### Document text:
·····
The Teachers Disciplinary Tribunal has found that Wairarapa College teacher Lesley Davies committed “serious misconduct” when she put her hand on the head of one of the students in a Year 9 maths class to stop him banging the other student’s head on the desk.
(Left) A teacher at Wairarapa College, above, has been censured for putting her hands on a student’s head to stop him banging another student’s head on a desk. Photo / File
“We find that the respondent’s decision to apply pressure to a student’s head in circumstances where he was pushing another student’s head to a desk is conduct which reflects adversely on her fitness to be a teacher and may bring the teaching profession into disrepute,” the tribunal said.
Post Primary Teachers Association president Jack Boyle expressed concern about the case, which comes less than a month after another teacher was censured for carrying a child to a school principal’s office after the boy was accused of hurting four classmates.
“On the face of it, one student banging another student’s head on a desk would seem to be causing harm, and stopping that with reasonable use of force would appear to be fine,” Boyle said.
·····
### Data segment:
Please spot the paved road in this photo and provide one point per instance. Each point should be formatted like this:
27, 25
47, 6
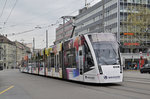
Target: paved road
·····
Using the news article above, state whether each statement agrees with it: (a) The tribunal found that the teacher committed serious misconduct. (b) The incident took place in a Year 10 maths class. (c) Jack Boyle said that stopping one student from banging another's head on a desk with reasonable force would appear to be fine. Answer yes or no for each and quote the words that decide it.

(a) Yes: "has found that Wairarapa College teacher Lesley Davies committed “serious misconduct”"
(b) No: "one of the students in a Year 9 maths class"
(c) Yes: "stopping that with reasonable use of force would appear to be fine"